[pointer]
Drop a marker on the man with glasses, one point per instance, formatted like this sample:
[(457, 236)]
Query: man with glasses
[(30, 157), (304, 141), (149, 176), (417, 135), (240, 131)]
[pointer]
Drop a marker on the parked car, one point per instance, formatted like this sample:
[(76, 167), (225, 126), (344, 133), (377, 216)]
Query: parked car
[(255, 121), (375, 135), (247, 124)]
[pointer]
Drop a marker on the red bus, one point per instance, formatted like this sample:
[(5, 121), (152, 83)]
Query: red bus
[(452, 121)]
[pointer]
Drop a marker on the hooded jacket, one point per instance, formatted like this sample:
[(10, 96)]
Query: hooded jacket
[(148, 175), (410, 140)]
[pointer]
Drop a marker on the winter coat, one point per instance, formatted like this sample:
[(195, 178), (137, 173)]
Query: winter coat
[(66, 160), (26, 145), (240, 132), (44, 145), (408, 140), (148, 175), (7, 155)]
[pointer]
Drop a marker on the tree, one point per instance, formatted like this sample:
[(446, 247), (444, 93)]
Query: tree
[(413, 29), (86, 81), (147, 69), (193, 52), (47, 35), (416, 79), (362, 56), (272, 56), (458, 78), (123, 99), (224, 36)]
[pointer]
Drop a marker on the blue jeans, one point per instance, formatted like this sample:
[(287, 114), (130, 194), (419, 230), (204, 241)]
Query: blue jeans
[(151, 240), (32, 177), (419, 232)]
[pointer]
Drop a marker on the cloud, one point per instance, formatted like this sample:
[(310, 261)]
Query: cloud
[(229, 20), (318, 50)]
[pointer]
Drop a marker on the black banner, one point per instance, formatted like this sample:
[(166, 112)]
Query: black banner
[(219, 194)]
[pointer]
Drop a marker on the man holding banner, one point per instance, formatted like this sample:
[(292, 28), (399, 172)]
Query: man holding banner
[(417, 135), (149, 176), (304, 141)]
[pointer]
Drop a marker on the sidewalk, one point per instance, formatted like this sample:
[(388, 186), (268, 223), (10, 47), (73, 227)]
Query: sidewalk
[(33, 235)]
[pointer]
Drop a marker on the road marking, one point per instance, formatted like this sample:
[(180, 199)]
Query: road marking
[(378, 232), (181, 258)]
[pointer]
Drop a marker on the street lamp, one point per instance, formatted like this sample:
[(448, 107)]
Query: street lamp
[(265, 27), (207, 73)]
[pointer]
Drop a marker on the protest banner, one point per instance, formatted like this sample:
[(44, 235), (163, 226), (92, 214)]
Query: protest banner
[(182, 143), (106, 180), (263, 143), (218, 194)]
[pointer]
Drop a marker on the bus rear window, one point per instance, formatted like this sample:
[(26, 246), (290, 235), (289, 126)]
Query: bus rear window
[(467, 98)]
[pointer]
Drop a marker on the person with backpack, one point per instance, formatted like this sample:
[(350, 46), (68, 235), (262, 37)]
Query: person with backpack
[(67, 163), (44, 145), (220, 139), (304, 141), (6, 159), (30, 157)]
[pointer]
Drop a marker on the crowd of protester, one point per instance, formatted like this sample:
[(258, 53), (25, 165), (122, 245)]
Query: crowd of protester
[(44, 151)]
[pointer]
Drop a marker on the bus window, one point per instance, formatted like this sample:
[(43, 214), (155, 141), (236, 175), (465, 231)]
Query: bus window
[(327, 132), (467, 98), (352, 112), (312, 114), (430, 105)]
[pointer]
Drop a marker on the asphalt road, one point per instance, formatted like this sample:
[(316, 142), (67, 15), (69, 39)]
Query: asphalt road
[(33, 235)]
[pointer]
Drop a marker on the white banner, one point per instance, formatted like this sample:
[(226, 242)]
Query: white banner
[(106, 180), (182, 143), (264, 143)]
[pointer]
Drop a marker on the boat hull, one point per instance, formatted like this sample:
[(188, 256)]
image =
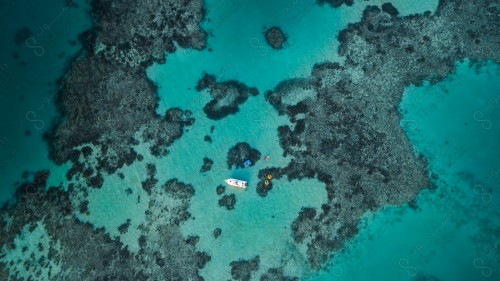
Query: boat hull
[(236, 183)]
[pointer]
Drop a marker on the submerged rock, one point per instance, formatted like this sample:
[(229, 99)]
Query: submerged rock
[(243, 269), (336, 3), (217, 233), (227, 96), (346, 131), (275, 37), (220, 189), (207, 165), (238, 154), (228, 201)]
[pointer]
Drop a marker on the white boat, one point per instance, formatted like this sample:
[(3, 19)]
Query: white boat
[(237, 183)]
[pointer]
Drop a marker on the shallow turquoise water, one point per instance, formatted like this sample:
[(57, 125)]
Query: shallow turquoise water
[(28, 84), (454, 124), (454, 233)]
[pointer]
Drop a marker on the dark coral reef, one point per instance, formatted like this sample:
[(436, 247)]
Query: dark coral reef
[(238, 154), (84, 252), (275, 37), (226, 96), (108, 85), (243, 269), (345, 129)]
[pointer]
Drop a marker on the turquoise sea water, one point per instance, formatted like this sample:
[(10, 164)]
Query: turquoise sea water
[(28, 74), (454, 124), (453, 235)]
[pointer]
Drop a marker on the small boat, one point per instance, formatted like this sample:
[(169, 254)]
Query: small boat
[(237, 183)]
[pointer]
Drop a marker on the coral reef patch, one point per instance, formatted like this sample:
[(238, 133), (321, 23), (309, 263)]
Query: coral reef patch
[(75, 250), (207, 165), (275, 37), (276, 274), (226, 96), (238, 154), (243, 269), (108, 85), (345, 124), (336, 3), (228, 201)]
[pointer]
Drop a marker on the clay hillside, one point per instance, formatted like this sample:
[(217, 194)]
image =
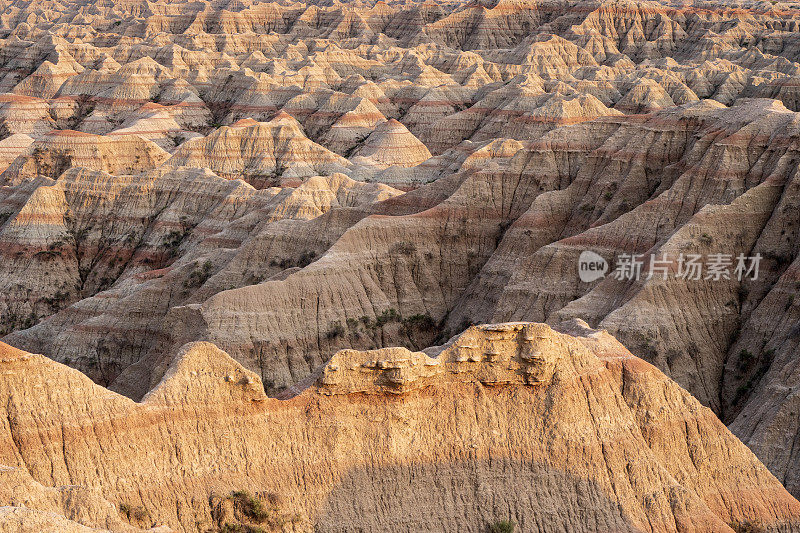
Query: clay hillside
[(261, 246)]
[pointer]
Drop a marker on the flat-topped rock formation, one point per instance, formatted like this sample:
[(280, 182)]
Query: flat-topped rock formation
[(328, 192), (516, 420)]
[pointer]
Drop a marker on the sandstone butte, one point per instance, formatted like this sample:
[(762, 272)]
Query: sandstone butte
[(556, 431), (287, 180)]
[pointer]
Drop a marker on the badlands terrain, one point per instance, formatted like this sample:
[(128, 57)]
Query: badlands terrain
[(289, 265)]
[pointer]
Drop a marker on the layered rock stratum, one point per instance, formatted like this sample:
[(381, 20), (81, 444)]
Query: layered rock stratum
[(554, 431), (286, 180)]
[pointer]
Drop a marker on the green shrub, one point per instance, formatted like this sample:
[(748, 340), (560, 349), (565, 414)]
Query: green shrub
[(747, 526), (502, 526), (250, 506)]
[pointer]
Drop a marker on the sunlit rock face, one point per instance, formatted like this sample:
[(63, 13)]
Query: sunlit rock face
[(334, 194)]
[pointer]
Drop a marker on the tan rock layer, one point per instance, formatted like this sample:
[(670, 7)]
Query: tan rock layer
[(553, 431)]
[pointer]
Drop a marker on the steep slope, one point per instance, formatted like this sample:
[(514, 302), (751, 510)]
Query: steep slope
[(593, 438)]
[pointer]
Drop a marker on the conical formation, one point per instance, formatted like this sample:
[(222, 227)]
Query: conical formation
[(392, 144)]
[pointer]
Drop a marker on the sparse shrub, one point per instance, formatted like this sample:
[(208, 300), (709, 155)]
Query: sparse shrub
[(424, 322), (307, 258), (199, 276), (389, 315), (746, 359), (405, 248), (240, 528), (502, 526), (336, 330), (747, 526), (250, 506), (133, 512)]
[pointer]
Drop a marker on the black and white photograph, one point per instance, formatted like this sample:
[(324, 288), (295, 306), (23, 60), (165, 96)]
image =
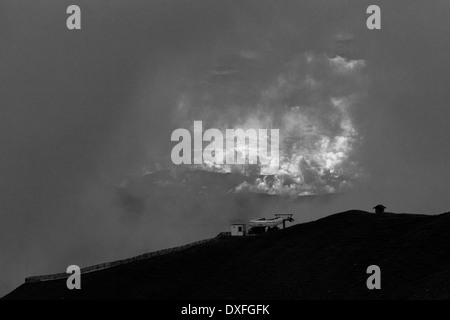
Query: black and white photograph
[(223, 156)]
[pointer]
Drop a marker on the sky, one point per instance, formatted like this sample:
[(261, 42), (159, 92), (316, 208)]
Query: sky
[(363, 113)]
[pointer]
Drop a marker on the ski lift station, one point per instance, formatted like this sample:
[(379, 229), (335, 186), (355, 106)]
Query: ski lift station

---

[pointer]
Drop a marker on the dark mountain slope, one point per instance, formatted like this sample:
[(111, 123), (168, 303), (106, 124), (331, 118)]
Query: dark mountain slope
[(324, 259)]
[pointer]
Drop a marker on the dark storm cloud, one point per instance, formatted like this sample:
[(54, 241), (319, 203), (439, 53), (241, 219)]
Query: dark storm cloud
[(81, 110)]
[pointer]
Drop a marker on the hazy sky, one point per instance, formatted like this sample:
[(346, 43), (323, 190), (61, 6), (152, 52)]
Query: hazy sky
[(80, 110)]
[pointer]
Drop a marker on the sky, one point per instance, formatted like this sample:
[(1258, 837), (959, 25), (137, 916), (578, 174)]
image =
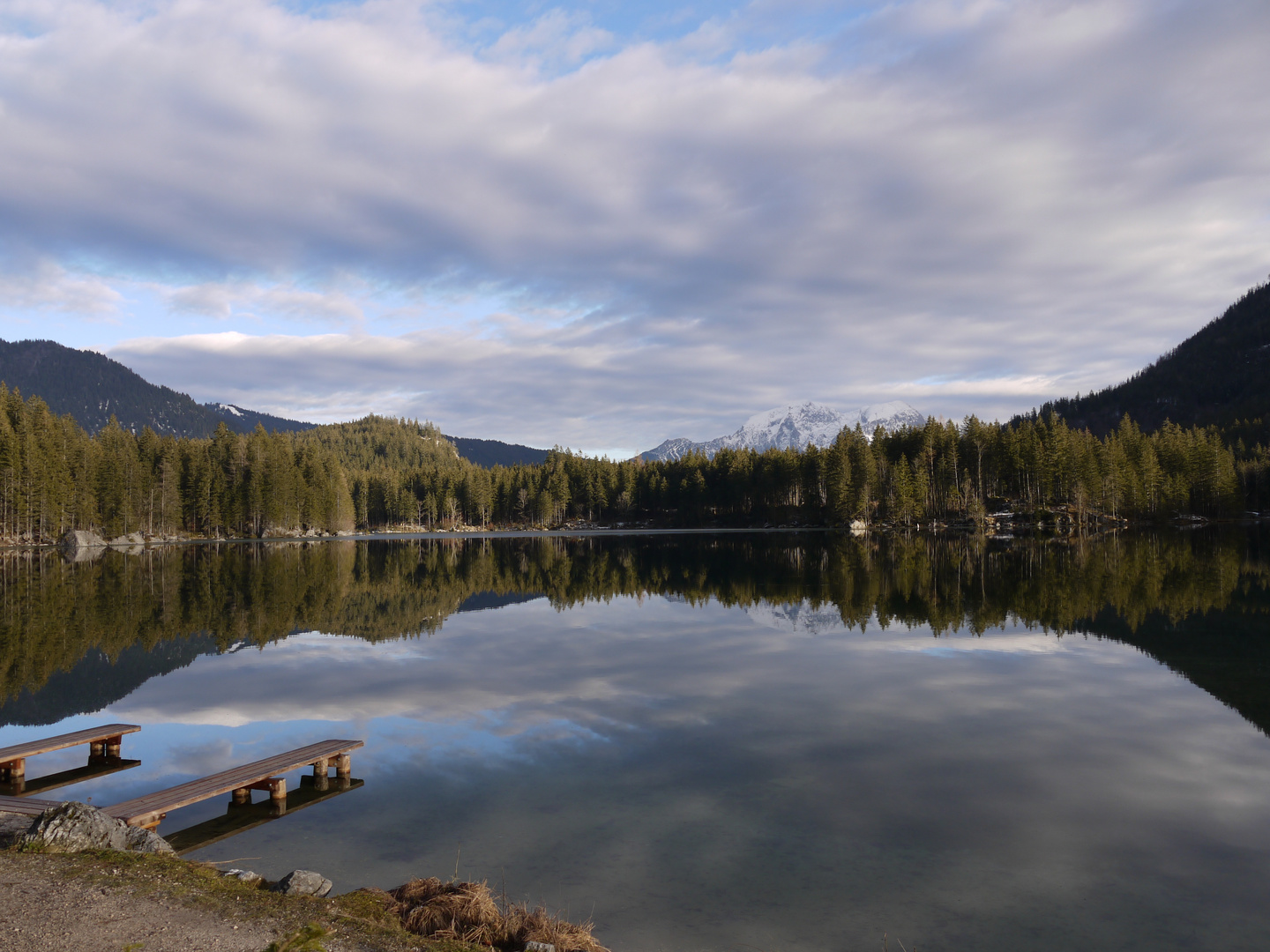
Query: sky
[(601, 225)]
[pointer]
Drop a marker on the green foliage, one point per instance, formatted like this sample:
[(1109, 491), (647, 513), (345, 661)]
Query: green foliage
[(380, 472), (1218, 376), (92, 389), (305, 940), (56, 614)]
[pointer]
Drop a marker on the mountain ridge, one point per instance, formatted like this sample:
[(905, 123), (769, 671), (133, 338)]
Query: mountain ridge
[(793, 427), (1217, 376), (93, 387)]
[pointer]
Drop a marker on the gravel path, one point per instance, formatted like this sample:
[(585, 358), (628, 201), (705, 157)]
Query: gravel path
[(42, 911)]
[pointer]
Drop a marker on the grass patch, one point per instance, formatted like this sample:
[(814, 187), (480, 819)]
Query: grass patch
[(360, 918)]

==

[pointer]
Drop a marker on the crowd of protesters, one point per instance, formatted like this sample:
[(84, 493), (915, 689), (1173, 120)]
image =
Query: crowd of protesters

Short problem: List each line above that contains the string "black", treating uppercase and lowercase letters as different.

Final result:
Drop a marker on the black banner, one point per instance, formatted like this sample:
Query: black banner
Drop a marker on the black and white photograph, one point per instance, formatted like this sample:
Query: black and white photograph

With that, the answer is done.